- Opdracht:
Geef woordelijk het deel van de rechterlijke uitspraak hieronder weer vanaf "3 Verweerder heeft" tot en met "het beroep ongegrond.".

- Brontekst:

________________

Eiser heeft op 4 september 2020 bij de rechtbank stukken afgeleverd waarop hij aangegeven heeft welke informatie niet openbaar gemaakt mag worden. Vanwege strijd met de goede procesorde heeft de rechtbank diezelfde dag ter zitting laten weten de stukken niet mee te nemen bij haar beoordeling. Het betoog van eiser dat hij de stukken niet eerder heeft kunnen overleggen vanwege de gevolgen van de ziekte van Lyme is door eiser niet voldoende onderbouwd. Daarbij merkt de rechtbank op dat eiser al sinds de uitspraak van de voorzieningenrechter wist of had kunnen weten hoe hij zijn beroepsgronden ter onderbouwing van zijn standpunt had kunnen aanvullen. Uit het dossier blijkt ook dat eiser veelvuldig termijnen negeert.
Aangezien de stukken van 4 september 2020 buiten beschouwing gelaten worden blijft alleen een e-mail van 14 februari 2020 van eiser over. Daarin heeft hij aangevoerd dat in document 360E op een door hem aangegeven pagina informatie staat die tot hem te herleiden is.
Zoals door verweerder in het aanvullende verweerschrift van 4 augustus 2020 is opgemerkt zijn de persoonsgegevens van eiser en zijn curator in document 360E zwart gemaakt. De overige informatie is niet herleidbaar tot eiser of zijn (voormalige) bedrijf. Eiser heeft zijn angst dat in de openbaar te maken stukken informatie staat waardoor dierenrechtenactivisten weten dat het om eiser en zijn (voormalige) bedrijf gaat gelet op het vorenstaande onvoldoende concreet gemaakt.
3 Verweerder heeft daartegenover gewezen op het belang bij het openbaar maken op grond van de Wob. Het recht op openbaarmaking op grond van de Wob dient het publieke belang van een goede democratische bestuursvoering. Het onderwerp dierenwelzijn is een actueel relevant onderwerp en verweerder acht het van groot belang zo transparant mogelijk te zijn in de uitvoering van haar toezichthoudende taken.
4 Het beroep is ongegrond.
5 Voor een proceskostenveroordeling bestaat geen aanleiding.

Beslissing

De rechtbank verklaart het beroep ongegrond.
Deze uitspraak is gedaan door mr. E.S.G. Jongeneel, rechter, in aanwezigheid van
mr. A. Badermann, griffier. De beslissing is in het openbaar uitgesproken op 12 oktober 2020.
griffier rechter
Afschrift verzonden aan partijen op:

Rechtsmiddel

Tegen deze uitspraak kan binnen zes weken na de dag van verzending daarvan hoger beroep worden ingesteld bij de Afdeling bestuursrechtspraak van de Raad van State. Als hoger beroep is ingesteld, kan bij de voorzieningenrechter van de hoger beroepsrechter worden verzocht om het treffen van een voorlopige voorziening of om het opheffen of wijzigen van een bij deze uitspraak getroffen voorlopige voorziening.

________________

- Uittreksel gegevens:

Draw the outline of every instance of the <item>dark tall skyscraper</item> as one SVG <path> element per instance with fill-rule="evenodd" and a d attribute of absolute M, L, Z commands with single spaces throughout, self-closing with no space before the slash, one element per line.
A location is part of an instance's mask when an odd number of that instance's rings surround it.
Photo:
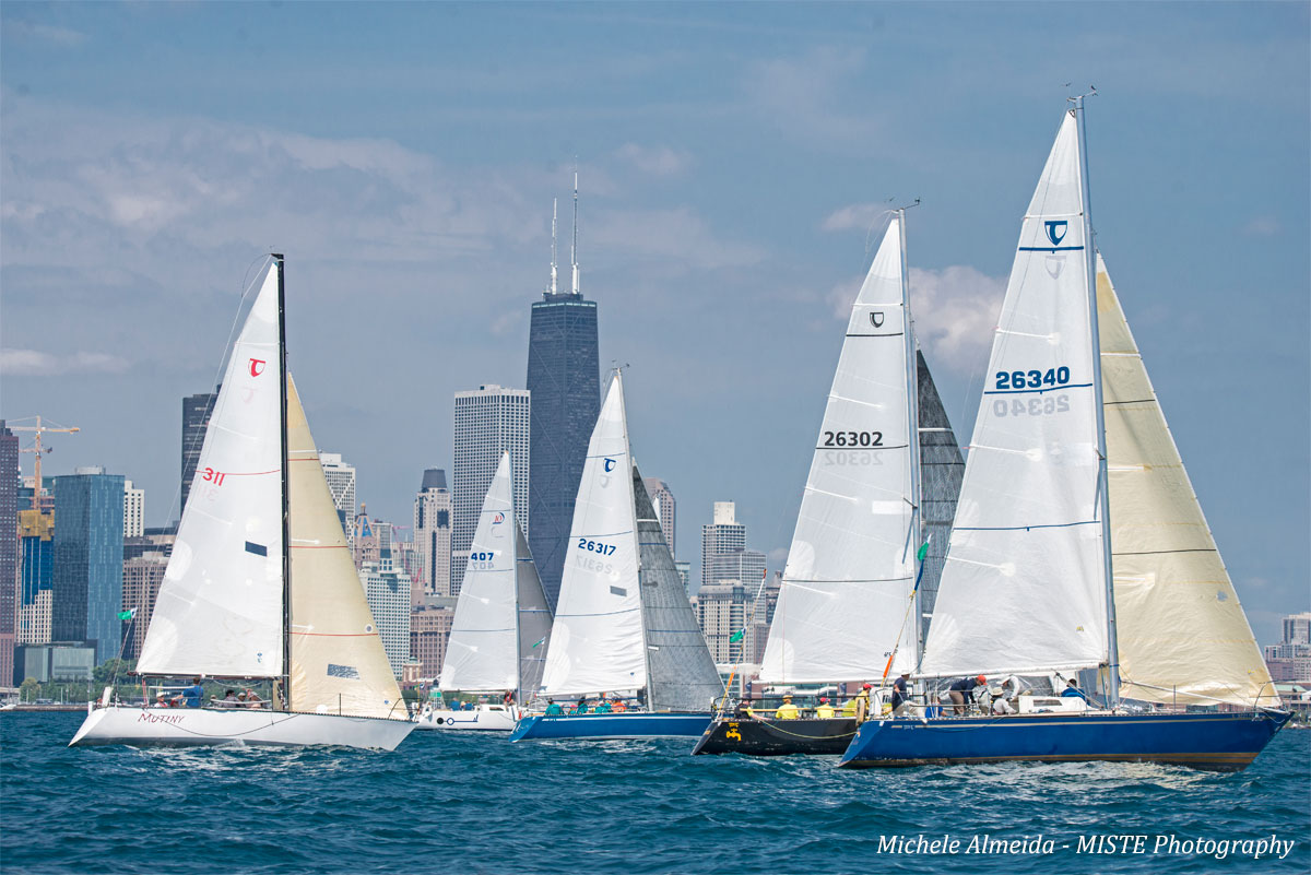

________________

- Antwoord:
3 Verweerder heeft daartegenover gewezen op het belang bij het openbaar maken op grond van de Wob. Het recht op openbaarmaking op grond van de Wob dient het publieke belang van een goede democratische bestuursvoering. Het onderwerp dierenwelzijn is een actueel relevant onderwerp en verweerder acht het van groot belang zo transparant mogelijk te zijn in de uitvoering van haar toezichthoudende taken.
4 Het beroep is ongegrond.
5 Voor een proceskostenveroordeling bestaat geen aanleiding.

Beslissing

De rechtbank verklaart het beroep ongegrond.